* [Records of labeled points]
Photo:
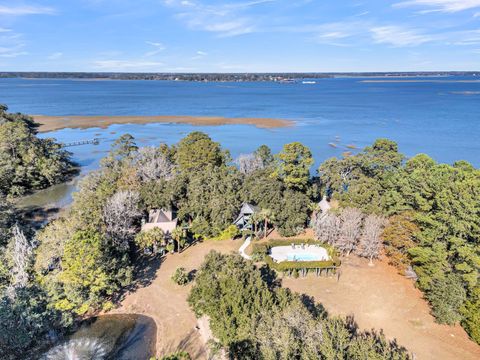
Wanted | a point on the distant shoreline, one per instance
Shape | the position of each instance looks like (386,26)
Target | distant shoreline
(52,123)
(420,81)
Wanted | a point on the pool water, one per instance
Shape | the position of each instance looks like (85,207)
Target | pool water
(302,257)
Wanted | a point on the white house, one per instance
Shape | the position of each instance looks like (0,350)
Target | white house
(163,219)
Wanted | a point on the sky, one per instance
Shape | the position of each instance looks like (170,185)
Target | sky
(239,35)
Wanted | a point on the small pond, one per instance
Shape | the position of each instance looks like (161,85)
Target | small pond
(109,337)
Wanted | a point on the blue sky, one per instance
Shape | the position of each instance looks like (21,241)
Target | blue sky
(239,35)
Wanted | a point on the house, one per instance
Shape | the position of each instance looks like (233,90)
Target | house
(243,219)
(324,205)
(163,219)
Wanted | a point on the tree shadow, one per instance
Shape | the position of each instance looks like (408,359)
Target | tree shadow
(270,277)
(144,274)
(187,344)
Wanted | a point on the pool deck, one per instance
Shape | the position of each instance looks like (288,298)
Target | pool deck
(311,252)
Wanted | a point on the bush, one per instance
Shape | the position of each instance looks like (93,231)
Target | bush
(180,277)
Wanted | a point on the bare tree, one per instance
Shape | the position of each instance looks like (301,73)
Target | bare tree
(326,227)
(120,214)
(370,242)
(153,165)
(350,230)
(248,163)
(22,259)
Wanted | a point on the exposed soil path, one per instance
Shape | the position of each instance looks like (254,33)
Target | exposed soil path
(380,298)
(376,296)
(166,302)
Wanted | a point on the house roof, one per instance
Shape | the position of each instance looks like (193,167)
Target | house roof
(159,216)
(324,205)
(249,208)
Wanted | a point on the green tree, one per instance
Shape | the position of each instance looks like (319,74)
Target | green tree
(294,165)
(447,296)
(197,150)
(180,276)
(84,276)
(25,320)
(265,154)
(223,291)
(294,216)
(27,162)
(150,239)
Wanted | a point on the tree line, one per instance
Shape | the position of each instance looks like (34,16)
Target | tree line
(27,162)
(252,317)
(424,215)
(433,213)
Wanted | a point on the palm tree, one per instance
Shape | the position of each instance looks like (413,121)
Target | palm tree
(266,215)
(254,220)
(178,236)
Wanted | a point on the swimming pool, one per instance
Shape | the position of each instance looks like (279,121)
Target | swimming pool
(299,253)
(302,257)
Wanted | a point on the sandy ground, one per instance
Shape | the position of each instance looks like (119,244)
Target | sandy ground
(166,303)
(52,123)
(379,298)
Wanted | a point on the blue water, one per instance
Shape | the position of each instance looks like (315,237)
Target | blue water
(302,257)
(438,118)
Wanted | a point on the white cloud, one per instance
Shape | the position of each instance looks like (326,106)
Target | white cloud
(127,65)
(230,19)
(11,52)
(449,6)
(468,37)
(159,47)
(55,56)
(398,36)
(199,55)
(26,10)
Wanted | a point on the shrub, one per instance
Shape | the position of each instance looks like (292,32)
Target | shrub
(180,276)
(229,233)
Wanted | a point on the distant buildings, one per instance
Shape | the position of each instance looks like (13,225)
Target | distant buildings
(165,220)
(243,219)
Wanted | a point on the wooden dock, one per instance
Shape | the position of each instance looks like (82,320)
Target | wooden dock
(94,141)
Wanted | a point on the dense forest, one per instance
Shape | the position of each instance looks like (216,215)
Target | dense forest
(220,77)
(429,214)
(27,162)
(254,318)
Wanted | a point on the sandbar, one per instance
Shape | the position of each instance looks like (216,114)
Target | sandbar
(419,81)
(52,123)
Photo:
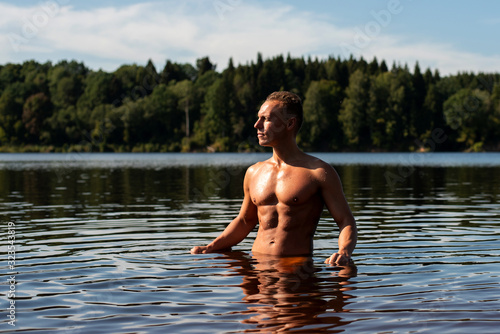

* [DESCRIPTION OF THE TASK] Count the lines in the listing above that contain the word "palm", treating it as case-sensitive, and reply with the number alone.

* [THE REPLY] 2